▶ **WORK ORDER**
Write the records below out in full, character for character, with no pictures.

▶ **Entries taken from a collection**

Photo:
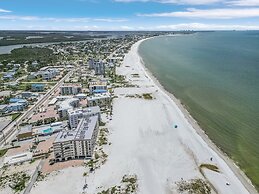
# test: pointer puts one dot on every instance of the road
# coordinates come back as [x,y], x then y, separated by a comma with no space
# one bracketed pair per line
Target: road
[10,130]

▶ **COMPLETED TASK**
Photo:
# test: pointer puts one dot on every instance of the road
# coordinates come back as [x,y], x then y, separated by a comma with no space
# one bracketed pair per line
Target: road
[10,130]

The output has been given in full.